▸ What to work on
Could you convert the lines starting with the one that contains "task: draw the outline of each instance of the wave" and running through the end of the items, that line included, into a JSON list of strings with one string per line and no blank lines?

▸ The data
···

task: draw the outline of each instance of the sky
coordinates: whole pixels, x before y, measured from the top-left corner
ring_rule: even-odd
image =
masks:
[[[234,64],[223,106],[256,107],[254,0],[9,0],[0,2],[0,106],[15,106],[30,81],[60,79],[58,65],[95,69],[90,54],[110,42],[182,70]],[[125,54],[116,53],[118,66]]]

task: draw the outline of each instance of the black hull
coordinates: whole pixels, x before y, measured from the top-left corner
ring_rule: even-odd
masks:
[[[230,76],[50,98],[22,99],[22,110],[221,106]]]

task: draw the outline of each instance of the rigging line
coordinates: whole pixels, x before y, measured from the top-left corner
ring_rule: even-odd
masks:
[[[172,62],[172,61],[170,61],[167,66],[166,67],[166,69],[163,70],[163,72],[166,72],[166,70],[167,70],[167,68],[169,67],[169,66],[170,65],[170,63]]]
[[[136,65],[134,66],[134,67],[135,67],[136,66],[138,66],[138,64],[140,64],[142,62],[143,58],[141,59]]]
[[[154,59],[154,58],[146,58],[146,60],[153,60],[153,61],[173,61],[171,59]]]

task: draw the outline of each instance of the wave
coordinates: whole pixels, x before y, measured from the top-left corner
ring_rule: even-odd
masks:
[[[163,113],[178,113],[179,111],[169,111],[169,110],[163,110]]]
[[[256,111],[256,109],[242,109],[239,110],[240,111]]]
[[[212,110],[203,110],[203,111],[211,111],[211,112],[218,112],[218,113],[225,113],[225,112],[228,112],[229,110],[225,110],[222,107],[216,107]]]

···

▸ Answer
[
  "task: draw the outline of each instance of the wave",
  "coordinates: whole pixels, x before y, measured from the top-left corner",
  "ring_rule: even-odd",
  "masks:",
  "[[[163,113],[178,113],[179,111],[169,111],[169,110],[163,110]]]",
  "[[[256,111],[256,109],[242,109],[239,110],[240,111]]]",
  "[[[212,110],[203,110],[203,111],[211,111],[211,112],[218,112],[218,113],[225,113],[225,112],[228,112],[229,110],[225,110],[222,107],[216,107]]]"
]